__Article__:

Dr. Manish Shrivastava and his students Ananya Mukherjee and Saumitra Yadav presented a paper on Why should only High-Resource-Languages have all the fun? Pivot Based Evaluation in Low Resource Setting in the Proceedings of the 31st International Conference on Computational Linguistics (COLING-2025) held in Abu Dhabi, from 19 to 24 January. Here is the summary of the paper as explained by the authors:
Evaluating machine translation (MT) systems for low-resource languages has long been a challenge due to the limited availability of evaluation metrics and resources. As a result, researchers in this space have relied primarily on lexical-based metrics like BLEU, TER, and ChrF, which lack semantic evaluation. In this first-of-its-kind work, we propose a novel pivot-based evaluation framework that addresses these limitations; after translating low-resource language outputs into a related high-resource language, we leverage advanced neural and embedding-based metrics for more meaningful evaluation. Through a series of experiments using five low-resource languages: Assamese, Manipuri, Kannada, Bhojpuri, and Nepali, we demonstrate how this method extends the coverage of both lexical-based and embedding-based metrics, even for languages not directly supported by advanced metrics. Our results show that the differences between direct and pivot-based evaluation scores are minimal, proving that this approach is a viable and effective solution for evaluating translations in endangered and low-resource languages. This work paves the way for more inclusive, accurate, and scalable MT evaluation for underrepresented languages, marking a significant step forward in this under-explored area of research.
Conference page: https://coling2025.org/
February 2025

__What the task requires__:
According to the paper summary, which five low-resource languages were used in the experiments? Draw only on the paper summary above when responding.

__Information supplied__:
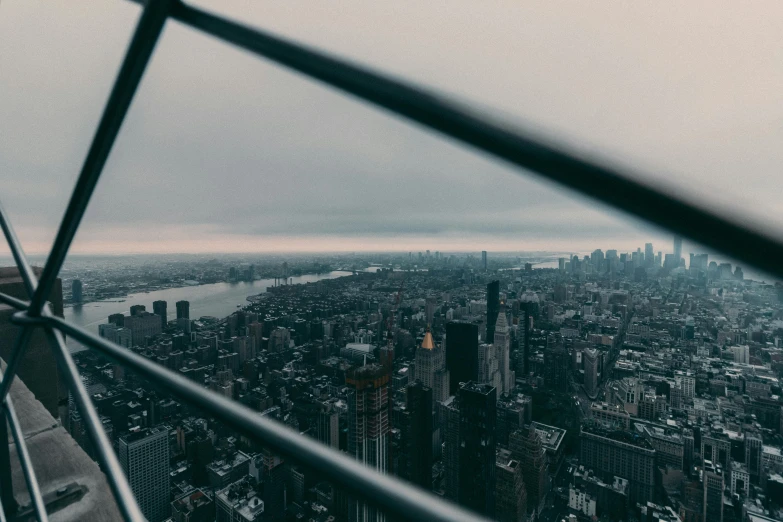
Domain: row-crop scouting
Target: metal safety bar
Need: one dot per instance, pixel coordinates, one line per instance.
(613, 186)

__Answer to this exercise__:
Assamese, Manipuri, Kannada, Bhojpuri, and Nepali.